Section 12 AJA states:
“ 12 Publication of information relating to proceedings in private.
(1) The publication of information relating to proceedings before any court sitting in private shall not of itself be contempt of court except in the following cases, that is to say—
(a) where the proceedings—
(i) relate to the exercise of the inherent jurisdiction of the High Court with respect to minors;
(ii) are brought under the Children Act 1989 or the Adoption and Children Act 2002; or
(iii) otherwise relate wholly or mainly to the maintenance or upbringing of a minor;
(b) where the proceedings are brought under the Mental Capacity Act 2005, or under any provision of the Mental Health Act 1983 authorising an application or reference to be made to the First-tier Tribunal, the Mental Health Review Tribunal for Wales or the county court;
(c) where the court sits in private for reasons of national security during that part of the proceedings about which the information in question is published;
(d) where the information relates to a secret process, discovery or invention which is in issue in the proceedings;
(e) where the court (having power to do so) expressly prohibits the publication of all information relating to the proceedings or of information of the description which is published.
(2) Without prejudice to the foregoing subsection, the publication of the text or a summary of the whole or part of an order made by a court sitting in private shall not of itself be contempt of court except where the court (having power to do so) expressly prohibits the publication.
(3) In this section references to a court include references to a judge and to a tribunal and to any person exercising the functions of a court, a judge or a tribunal; and references to a court sitting in private include references to a court sitting in camera or in chambers.

(Data excerpts):

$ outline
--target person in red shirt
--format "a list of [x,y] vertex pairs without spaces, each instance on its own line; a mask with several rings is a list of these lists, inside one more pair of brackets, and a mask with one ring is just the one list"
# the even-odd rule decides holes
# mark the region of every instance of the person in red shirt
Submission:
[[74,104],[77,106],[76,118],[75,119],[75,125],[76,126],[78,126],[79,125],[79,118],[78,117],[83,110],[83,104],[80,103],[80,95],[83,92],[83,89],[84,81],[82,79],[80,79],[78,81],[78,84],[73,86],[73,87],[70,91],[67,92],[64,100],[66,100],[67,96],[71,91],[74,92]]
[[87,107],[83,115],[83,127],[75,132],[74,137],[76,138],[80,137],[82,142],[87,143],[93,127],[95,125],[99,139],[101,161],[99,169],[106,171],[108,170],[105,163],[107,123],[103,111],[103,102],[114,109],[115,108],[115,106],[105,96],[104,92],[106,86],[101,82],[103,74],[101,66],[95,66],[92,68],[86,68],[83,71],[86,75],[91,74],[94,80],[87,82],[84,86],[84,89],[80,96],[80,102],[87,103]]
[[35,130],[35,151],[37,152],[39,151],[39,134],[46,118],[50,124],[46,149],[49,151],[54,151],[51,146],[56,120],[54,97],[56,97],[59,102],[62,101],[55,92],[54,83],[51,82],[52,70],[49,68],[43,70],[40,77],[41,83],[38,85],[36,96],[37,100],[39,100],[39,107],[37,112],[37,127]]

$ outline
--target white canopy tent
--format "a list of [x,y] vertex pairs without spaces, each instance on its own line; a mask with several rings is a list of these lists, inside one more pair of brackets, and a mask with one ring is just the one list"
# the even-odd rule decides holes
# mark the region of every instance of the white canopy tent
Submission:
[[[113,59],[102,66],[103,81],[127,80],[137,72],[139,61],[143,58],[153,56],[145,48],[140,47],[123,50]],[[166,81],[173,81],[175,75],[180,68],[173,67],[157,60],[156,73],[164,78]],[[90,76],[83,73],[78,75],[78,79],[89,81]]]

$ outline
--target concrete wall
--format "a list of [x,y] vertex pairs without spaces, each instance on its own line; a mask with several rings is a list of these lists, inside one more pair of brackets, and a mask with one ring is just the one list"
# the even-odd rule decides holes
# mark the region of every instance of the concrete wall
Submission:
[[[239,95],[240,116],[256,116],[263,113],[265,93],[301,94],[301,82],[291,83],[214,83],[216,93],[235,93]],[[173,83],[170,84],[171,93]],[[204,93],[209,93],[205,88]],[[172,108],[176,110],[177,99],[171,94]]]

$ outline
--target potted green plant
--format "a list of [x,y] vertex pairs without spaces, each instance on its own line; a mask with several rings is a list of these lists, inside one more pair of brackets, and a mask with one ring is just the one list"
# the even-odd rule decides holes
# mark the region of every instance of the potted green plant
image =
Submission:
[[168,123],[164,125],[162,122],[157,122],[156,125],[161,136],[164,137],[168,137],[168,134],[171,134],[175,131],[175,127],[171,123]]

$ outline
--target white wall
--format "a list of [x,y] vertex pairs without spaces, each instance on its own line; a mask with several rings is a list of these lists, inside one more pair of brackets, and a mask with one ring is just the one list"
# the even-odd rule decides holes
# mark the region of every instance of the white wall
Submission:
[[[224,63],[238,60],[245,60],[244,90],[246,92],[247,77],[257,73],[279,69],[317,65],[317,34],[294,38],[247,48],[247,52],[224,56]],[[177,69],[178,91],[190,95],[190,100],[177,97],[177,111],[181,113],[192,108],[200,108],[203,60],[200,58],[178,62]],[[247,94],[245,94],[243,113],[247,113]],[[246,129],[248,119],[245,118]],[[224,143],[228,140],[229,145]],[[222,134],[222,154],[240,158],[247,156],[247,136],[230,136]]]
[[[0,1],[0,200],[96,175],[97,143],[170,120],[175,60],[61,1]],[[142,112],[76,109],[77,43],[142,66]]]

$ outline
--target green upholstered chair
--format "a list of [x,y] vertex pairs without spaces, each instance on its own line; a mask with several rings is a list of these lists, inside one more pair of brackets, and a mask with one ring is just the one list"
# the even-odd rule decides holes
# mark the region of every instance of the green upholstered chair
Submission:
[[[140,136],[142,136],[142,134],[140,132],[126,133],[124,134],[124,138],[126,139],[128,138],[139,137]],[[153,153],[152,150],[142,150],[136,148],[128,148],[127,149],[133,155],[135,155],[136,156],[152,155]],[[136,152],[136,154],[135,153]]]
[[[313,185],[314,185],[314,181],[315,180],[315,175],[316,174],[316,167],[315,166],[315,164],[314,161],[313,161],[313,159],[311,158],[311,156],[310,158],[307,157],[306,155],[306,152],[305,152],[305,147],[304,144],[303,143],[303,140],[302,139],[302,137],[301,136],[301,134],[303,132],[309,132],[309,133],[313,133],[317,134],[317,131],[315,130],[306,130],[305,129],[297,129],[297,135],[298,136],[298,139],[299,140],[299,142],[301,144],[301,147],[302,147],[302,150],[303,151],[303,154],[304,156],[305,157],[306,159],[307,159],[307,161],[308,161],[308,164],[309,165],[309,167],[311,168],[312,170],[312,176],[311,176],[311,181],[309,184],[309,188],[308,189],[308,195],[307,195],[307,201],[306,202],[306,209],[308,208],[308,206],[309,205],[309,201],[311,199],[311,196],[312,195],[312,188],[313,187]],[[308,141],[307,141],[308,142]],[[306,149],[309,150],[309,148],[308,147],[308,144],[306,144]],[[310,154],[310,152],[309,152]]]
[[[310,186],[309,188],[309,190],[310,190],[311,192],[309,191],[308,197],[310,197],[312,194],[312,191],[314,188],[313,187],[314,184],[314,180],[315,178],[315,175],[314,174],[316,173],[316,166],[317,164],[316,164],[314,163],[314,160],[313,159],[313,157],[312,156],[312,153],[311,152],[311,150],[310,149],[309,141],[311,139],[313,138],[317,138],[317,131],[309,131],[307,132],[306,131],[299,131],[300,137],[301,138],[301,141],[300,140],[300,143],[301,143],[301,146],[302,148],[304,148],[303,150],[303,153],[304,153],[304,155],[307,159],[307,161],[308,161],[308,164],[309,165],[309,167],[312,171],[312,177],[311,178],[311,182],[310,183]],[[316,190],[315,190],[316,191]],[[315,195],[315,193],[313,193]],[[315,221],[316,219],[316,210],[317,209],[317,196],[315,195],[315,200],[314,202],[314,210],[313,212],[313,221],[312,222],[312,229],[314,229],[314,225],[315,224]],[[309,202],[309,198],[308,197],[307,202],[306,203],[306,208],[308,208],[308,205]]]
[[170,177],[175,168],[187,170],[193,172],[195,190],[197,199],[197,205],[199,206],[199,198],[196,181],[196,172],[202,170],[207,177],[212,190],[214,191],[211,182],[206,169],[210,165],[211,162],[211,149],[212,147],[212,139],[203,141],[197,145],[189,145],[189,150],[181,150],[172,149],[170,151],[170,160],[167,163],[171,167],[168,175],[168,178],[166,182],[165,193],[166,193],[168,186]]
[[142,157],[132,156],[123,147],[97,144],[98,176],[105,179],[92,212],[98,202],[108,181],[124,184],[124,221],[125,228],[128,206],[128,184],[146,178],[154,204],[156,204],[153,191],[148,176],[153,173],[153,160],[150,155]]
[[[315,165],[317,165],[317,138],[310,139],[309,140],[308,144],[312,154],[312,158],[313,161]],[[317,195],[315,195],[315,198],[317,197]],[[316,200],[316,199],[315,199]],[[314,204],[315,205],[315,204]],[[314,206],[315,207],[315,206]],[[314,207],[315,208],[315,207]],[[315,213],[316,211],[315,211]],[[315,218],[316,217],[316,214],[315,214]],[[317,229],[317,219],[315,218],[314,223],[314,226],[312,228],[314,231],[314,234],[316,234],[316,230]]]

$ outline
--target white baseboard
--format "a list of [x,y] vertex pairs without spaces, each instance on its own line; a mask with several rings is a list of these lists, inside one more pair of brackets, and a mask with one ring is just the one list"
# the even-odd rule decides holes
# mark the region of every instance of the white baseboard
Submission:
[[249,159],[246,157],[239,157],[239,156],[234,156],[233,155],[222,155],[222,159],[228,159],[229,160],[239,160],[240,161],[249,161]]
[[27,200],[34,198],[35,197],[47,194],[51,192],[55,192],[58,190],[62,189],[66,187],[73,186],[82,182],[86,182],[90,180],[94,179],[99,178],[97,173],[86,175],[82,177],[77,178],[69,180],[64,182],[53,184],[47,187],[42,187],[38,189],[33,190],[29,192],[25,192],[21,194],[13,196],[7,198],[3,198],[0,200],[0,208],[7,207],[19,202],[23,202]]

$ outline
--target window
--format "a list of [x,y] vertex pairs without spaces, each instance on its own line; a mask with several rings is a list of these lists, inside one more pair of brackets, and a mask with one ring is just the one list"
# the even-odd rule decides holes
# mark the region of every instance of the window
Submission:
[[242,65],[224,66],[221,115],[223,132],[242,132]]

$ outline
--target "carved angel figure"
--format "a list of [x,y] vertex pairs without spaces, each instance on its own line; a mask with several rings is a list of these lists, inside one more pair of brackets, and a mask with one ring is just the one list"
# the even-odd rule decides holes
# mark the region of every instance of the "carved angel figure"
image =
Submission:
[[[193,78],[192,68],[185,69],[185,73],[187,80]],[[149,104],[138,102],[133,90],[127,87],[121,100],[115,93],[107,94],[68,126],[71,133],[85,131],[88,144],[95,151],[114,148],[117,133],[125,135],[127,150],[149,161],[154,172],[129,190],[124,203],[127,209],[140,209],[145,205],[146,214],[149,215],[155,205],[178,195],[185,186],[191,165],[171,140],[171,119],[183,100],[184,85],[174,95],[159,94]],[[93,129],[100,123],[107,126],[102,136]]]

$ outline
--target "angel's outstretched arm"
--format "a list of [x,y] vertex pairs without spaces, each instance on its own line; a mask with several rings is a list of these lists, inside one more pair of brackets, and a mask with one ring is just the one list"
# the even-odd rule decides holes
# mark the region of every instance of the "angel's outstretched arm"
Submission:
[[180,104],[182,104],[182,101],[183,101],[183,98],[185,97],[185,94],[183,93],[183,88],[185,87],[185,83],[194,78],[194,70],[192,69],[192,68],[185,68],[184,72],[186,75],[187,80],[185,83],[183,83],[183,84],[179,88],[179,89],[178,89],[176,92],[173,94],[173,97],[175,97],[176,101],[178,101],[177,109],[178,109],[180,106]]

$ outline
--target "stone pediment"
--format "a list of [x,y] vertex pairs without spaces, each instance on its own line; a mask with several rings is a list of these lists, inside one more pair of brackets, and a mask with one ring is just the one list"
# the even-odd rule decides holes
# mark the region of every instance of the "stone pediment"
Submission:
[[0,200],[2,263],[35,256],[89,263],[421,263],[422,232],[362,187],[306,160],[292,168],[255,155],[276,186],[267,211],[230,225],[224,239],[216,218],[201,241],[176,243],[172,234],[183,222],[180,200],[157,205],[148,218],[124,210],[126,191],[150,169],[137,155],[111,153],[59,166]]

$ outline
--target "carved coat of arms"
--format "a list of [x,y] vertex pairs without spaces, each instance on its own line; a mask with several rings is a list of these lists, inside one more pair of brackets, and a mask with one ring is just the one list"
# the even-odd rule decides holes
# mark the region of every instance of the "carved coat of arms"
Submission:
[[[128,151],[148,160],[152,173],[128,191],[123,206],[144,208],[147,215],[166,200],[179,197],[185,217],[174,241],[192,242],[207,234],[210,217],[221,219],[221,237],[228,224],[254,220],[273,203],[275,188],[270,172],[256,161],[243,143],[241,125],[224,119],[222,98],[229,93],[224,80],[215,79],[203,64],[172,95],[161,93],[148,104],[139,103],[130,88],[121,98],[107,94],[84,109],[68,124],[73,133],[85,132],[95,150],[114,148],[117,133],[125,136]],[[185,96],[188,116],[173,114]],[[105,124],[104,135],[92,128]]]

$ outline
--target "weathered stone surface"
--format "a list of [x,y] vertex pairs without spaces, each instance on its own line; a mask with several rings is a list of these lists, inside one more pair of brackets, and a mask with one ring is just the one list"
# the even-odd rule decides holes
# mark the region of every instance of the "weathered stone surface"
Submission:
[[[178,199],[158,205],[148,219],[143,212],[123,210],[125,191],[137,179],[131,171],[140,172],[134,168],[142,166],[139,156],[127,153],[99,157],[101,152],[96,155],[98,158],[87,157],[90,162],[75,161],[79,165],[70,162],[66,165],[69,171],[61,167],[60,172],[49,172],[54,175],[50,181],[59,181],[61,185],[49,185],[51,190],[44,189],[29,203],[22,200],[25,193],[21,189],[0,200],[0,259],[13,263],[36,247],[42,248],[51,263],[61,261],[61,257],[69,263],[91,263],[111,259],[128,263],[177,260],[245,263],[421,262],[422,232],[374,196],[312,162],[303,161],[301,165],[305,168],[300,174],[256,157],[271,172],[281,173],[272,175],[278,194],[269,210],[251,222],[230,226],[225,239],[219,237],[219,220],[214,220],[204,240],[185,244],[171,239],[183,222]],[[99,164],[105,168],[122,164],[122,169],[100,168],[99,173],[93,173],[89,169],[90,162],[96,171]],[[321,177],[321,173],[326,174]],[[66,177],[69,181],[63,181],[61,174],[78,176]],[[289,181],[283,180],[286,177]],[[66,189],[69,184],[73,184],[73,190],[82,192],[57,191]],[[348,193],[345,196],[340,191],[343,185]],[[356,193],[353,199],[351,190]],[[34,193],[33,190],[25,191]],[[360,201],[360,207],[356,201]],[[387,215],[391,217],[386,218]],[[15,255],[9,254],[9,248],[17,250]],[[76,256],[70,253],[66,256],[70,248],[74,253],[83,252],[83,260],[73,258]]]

(What to produce): Can you reproduce the Section 12 AJA text, starting with "(3) In this" and going on through "or in chambers."?

(Complete response):
(3) In this section references to a court include references to a judge and to a tribunal and to any person exercising the functions of a court, a judge or a tribunal; and references to a court sitting in private include references to a court sitting in camera or in chambers.